Stored data:
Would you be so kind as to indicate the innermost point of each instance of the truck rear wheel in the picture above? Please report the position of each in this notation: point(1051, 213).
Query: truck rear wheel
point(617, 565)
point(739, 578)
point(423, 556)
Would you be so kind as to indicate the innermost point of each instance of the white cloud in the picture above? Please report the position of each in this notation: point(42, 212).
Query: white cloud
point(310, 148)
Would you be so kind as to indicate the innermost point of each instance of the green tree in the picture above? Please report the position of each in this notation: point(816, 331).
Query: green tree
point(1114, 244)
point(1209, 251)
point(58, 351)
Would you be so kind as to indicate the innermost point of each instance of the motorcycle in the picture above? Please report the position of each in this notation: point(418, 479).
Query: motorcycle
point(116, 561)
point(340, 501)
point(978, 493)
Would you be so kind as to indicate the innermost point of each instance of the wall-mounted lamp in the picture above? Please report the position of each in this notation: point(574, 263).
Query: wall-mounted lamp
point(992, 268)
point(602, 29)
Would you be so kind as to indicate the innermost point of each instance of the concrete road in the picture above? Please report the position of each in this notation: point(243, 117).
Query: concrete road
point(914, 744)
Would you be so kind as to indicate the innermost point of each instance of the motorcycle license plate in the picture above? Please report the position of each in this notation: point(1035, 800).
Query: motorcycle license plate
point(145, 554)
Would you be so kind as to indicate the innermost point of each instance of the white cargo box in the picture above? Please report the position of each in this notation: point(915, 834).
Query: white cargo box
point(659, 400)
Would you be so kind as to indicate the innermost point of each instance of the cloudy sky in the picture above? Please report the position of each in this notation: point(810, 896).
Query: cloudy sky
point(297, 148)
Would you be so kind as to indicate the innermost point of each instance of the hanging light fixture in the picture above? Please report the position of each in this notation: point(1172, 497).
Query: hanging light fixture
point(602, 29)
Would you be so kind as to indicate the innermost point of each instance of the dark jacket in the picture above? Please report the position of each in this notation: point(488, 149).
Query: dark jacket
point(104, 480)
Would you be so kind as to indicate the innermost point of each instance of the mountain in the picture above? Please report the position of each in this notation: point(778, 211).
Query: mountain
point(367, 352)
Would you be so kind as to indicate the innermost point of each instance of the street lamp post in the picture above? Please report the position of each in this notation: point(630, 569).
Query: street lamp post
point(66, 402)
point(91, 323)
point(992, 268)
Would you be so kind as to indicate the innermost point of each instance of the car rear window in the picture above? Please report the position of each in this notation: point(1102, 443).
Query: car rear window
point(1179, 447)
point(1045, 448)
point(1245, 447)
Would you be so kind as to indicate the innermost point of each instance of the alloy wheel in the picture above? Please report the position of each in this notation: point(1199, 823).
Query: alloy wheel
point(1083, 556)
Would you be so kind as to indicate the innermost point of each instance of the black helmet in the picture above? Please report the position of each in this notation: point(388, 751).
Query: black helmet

#### [JOB]
Could you recast all the items above as a numbered list, one line per entry, leaving out any blank lines?

#### [THE ANSWER]
1. Would you be so kind as to indicate the innermost point of each instance of the truck rear wheel in the picture above? Please report the position of each in this notation: point(1051, 213).
2. Query: truck rear wheel
3. point(617, 565)
4. point(739, 578)
5. point(423, 556)
6. Would you be so kind as to indicate the innermost point of each instance of the white cloud in the picture above? Please report the position of each in this notation: point(42, 212).
7. Query: white cloud
8. point(310, 148)
9. Would you be so kind as to indicate the innermost point of each instance of the green tree in the picture above? Please report the position of each in this notation: point(816, 331).
10. Query: green tree
11. point(1114, 244)
12. point(1209, 251)
13. point(58, 351)
14. Would you be so kind as to indicate the innermost point of each instance of the motorcycle in the picture above? Please report the position of each in this notation: point(418, 479).
15. Query: motorcycle
16. point(116, 561)
17. point(340, 501)
18. point(978, 493)
19. Would you be so kind as to indicate the innermost point of each instance of the wall-mounted lamp in the picture above? Please report the position of each in this notation: point(574, 263).
20. Query: wall-mounted lamp
21. point(992, 268)
22. point(602, 29)
23. Would you be so kind as to indicate the innermost point of each instance of the concrete road in the picture above? Please report the position of each in this notation: point(243, 117).
24. Query: concrete road
25. point(914, 744)
26. Would you be so kind as to indicate the innermost point of each instance of the motorcycle license plate in the picture above? Please report the position of each in this notation: point(1035, 800).
27. Query: motorcycle license plate
28. point(145, 554)
29. Would you be so kind as to indicate the innermost point of each instance of the white cargo box in the picture above? Please report the position of each in this notation: point(915, 834).
30. Query: white cargo box
31. point(659, 400)
32. Would you be so kind as to indicate the innermost point of each instance of the cloudy sky in the picture above? Please report the position of each in this notation: point(810, 896).
33. Query: cloudy sky
34. point(297, 148)
35. Would you be so kind as to indicate the innermost point of each instance of the hanging light fixture in the picture above? Please report the position of each in this notation: point(1172, 497).
36. Query: hanging light fixture
37. point(602, 29)
38. Would you be so kind as to indicate the innermost point of each instance of the dark jacket in the picture above? Please report the position of each in this notation: point(488, 149).
39. Query: dark jacket
40. point(104, 480)
41. Would you be so kind as to indicate the innermost point of each instance of the mountain in the picture above? Please report the position of each in this notation: point(778, 211).
42. Query: mountain
43. point(367, 352)
44. Would you be so kind as to indicate the innermost point of each instance of the street lamp post in the picture above? Please report the position of each in this notation: point(630, 569).
45. Query: street lamp post
46. point(66, 402)
47. point(91, 323)
48. point(992, 268)
49. Would you be so kind as to indicate the innermost point of each instance of the car rear window in the picture above? Please report the position of each in this notation: point(1102, 443).
50. Query: car rear window
51. point(1179, 447)
52. point(1045, 448)
53. point(1245, 447)
54. Would you be so kind as to indicate the innermost point of each instance of the alloy wheel in the picture above? Please report the position of each in this notation: point(1199, 823).
55. Query: alloy wheel
56. point(1083, 556)
57. Would you be so kind as to indicate the innermost point of each instance of the black helmet in the picture above? Please report the position of each in this notation: point(388, 751).
58. Query: black helmet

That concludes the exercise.